| Tarefa curta 1 |
Na reportagem sobre as Forças Armadas, qual general, além dos filhos Carlos e Eduardo, também passou a repetir as teorias conspiratórias?
| Tarefa curta 2 |
Transcreva o trecho da reportagem sobre as Forças Armadas que vai de "Oficiais-generais da ativa, das" até "precisa ser combatida.", incluindo essas últimas palavras.

| Texto de leitura |
++++++++++

Folha de S.Paulo

Radicaliza­ção bolsonaris­ta preocupa Forças Armadas

Militares temem narrativa que une protestos latinos a apurações sobre o clã

- Igor Gielow

são paulo A radicaliza­ção proposta pelo entorno ideológico do presidente Jair Bolsonaro (PSL) é hoje a maior fonte de preocupaçã­o institucio­nal na cúpula das Forças Armadas.

Oficiais-generais da ativa, das três Forças, dizem não haver apoio generaliza­do a eventuais aventuras repressiva­s sugeridas pelo grupo.

Os dois mais recentes episódios, envolvendo a publicação do “vídeo das hienas” contra o Supremo Tribunal Federal e a reação à reportagem sobre movimentaç­ões de acusados de matar Marielle Franco no condomínio de Bolsonaro, geraram o que um oficial-general definiu como “alta ansiedade”.

O alerta vem circulando desde que o bolsonaris­mo encampou o discurso de que os protestos no Chile e Equador, a volta do peronismo na Argentina e até o derramamen­to de óleo no Nordeste fazem parte de uma trama da esquerda que precisa ser combatida.

As teorias conspirató­rias chegaram não só aos usualmente falantes filhos presidenci­ais Carlos e Eduardo, mas também ao general Augusto Heleno (Gabinete de Segurança Institucio­nal).

Influencia­do, Bolsonaro emulou o entorno ideológico e sugeriu que convocaria as

Forças Armadas caso houvesse um contágio dos protestos chilenos em ruas brasileira­s.

++++++++++

| Dados extraídos |
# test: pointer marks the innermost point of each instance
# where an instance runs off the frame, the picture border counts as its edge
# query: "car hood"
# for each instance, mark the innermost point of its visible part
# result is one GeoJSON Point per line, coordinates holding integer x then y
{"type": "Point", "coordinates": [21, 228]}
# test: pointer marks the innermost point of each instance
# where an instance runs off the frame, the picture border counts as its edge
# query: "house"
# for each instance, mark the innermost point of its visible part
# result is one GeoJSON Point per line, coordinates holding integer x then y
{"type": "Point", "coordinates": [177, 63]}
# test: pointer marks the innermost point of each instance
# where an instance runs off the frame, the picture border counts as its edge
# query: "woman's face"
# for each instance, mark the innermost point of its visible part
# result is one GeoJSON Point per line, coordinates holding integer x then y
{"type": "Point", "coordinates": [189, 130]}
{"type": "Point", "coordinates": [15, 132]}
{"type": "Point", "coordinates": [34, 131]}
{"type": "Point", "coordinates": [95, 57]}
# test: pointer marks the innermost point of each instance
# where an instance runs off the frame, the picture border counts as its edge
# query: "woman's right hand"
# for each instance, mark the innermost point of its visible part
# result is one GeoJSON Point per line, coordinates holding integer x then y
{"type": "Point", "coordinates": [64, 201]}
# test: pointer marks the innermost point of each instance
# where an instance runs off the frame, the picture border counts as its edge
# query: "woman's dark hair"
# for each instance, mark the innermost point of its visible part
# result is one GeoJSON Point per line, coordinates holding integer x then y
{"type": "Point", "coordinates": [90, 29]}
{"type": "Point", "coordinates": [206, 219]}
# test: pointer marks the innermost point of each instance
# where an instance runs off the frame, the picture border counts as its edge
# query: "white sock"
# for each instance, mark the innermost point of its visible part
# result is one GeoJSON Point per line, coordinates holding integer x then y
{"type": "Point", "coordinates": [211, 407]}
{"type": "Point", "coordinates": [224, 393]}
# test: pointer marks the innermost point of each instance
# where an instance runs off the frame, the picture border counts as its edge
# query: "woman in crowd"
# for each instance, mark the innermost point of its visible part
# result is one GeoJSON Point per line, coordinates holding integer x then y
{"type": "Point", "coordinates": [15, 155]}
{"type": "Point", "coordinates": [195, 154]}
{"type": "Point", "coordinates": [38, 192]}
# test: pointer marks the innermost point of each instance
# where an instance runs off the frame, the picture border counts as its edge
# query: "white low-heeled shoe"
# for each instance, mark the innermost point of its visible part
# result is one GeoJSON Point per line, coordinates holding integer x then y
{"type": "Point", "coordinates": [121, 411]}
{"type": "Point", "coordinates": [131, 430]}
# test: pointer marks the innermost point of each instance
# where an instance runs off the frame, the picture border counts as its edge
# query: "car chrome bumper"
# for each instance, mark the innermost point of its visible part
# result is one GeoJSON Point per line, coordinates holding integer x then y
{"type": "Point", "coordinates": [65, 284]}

++++++++++

| Resposta escrita 1 |
O general Augusto Heleno, do Gabinete de Segurança Institucional.

| Resposta escrita 2 |
Oficiais-generais da ativa, das três Forças, dizem não haver apoio generaliza­do a eventuais aventuras repressiva­s sugeridas pelo grupo.

Os dois mais recentes episódios, envolvendo a publicação do “vídeo das hienas” contra o Supremo Tribunal Federal e a reação à reportagem sobre movimentaç­ões de acusados de matar Marielle Franco no condomínio de Bolsonaro, geraram o que um oficial-general definiu como “alta ansiedade”.

O alerta vem circulando desde que o bolsonaris­mo encampou o discurso de que os protestos no Chile e Equador, a volta do peronismo na Argentina e até o derramamen­to de óleo no Nordeste fazem parte de uma trama da esquerda que precisa ser combatida.